Accueillant Eugène Labiche, le maître du vaudeville, à l'Académie française, en 1880, John Lemoinne, journaliste et diplomate, présentait ainsi les raisons de son succès : « Les ridicules, grands et petits, et les infortunes qui caractérisent ses comédies resteront de tous les temps, de tous les jours et de toutes les sociétés. Ses pièces sont durables parce qu'elles reposent sur des caractères qui ne changent pas : les vaniteux, les imbéciles, les poltrons et les pédants sont de tous les temps, et le rire qu'ils soulèvent est éternel. »

Pas de doute, les aventures vaudevillesques des barons de la NUPES auraient donné bien de la matière à Eugène Labiche pour peindre ses savoureux tableaux de mœurs. Le bobo insoumis se substituant au « bourgeois philistin », il aurait suffi de reprendre quelques-unes de ses pièces pour les remettre au goût du jour : La main leste, Doit-on le dire ? ou encore Exposition des produits de la République.
Tout avait pourtant si bien commencé pour la coopérative lancée par Jean-Luc Mélenchon au printemps 2022. Un business-plan en or basé sur la stratégie Terra Nova, et hop ! cent cinquante et un députés à l’Assemblée éructant, insultant, menaçant. La révolution était en marche.
§ §
• **Exercice écrit 1**:
D'après le texte extrait, qui a accueilli Eugène Labiche à l'Académie française en 1880 ?

Entrées issues d'une source de données:
§ §
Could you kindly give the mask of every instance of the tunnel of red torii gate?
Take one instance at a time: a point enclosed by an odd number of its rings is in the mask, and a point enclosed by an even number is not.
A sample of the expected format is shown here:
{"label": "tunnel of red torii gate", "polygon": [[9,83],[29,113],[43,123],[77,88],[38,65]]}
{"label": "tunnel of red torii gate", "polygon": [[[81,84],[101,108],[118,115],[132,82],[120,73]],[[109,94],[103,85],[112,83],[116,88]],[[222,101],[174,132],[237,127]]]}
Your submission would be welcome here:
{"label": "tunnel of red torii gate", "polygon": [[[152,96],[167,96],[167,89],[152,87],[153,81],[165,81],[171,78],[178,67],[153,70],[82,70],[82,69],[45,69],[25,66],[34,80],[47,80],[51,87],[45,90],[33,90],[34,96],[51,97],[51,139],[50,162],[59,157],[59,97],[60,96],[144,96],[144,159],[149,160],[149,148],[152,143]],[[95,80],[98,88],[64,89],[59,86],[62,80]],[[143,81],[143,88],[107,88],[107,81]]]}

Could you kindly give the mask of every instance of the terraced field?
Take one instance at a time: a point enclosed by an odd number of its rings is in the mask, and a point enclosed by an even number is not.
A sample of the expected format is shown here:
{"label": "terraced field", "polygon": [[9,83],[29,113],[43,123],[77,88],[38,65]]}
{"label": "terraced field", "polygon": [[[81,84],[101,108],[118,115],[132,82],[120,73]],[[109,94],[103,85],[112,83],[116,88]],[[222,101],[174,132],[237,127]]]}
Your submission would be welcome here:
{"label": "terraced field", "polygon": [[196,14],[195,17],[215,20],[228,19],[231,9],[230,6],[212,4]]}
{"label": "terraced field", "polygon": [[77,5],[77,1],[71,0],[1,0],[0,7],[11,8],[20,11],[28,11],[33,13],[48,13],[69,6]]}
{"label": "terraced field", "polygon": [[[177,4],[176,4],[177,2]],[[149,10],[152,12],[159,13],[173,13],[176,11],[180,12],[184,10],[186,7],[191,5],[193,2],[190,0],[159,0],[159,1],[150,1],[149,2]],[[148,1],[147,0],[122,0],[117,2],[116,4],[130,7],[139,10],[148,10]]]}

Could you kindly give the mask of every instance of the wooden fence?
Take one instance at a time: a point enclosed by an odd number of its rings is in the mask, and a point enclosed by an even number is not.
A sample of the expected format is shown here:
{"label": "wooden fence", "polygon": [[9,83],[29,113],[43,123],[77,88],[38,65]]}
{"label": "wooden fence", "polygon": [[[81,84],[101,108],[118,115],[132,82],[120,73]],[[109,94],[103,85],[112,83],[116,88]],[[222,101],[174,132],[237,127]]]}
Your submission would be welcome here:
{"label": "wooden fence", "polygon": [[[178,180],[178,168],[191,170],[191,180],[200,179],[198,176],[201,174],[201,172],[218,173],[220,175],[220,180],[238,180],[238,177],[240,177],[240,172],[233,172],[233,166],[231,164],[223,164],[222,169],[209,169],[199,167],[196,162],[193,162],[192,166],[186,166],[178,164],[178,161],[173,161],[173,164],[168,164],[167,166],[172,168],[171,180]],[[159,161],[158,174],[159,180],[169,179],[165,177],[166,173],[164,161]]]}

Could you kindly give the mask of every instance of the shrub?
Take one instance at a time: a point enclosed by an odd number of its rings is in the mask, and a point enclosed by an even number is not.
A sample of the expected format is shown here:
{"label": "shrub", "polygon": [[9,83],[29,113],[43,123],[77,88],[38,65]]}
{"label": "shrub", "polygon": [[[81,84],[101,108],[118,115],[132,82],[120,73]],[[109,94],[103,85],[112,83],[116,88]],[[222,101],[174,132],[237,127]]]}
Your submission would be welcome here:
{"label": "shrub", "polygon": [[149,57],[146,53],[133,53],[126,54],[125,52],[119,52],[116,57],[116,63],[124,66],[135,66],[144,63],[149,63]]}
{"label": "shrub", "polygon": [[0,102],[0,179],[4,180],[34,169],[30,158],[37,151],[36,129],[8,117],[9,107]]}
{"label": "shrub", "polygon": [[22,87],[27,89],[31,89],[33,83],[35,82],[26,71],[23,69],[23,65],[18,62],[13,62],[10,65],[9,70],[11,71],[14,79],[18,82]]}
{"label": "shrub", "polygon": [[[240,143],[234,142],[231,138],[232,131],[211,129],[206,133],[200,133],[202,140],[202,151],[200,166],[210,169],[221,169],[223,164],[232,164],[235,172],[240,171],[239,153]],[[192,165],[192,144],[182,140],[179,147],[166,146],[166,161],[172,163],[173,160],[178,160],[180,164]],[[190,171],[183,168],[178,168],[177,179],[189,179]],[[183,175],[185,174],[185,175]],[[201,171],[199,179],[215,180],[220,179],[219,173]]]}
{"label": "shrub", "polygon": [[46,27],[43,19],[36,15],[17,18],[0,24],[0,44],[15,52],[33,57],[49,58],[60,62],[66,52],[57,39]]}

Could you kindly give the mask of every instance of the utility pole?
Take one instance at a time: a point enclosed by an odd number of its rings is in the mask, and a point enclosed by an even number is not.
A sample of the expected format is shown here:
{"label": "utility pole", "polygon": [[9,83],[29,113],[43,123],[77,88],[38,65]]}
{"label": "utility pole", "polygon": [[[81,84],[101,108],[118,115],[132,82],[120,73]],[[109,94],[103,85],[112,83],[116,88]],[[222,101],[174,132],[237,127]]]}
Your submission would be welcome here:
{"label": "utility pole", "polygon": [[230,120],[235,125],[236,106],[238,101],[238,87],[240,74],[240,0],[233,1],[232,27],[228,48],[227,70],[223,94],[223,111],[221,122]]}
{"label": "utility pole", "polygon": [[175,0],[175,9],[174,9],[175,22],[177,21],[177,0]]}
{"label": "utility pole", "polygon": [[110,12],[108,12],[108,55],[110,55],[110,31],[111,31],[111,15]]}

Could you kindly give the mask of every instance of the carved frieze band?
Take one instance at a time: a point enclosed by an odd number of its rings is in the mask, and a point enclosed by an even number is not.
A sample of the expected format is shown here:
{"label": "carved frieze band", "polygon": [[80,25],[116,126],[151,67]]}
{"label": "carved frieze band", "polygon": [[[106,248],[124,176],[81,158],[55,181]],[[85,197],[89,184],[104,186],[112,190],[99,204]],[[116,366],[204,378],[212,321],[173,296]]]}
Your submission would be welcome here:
§ §
• **Exercice écrit 2**:
Comptez les lignes des entrées qui contiennent le mot « kindly », en respectant la casse, et donnez seulement ce nombre.

• **Corrigé 1**:
John Lemoinne, journaliste et diplomate.

• **Corrigé 2**:
6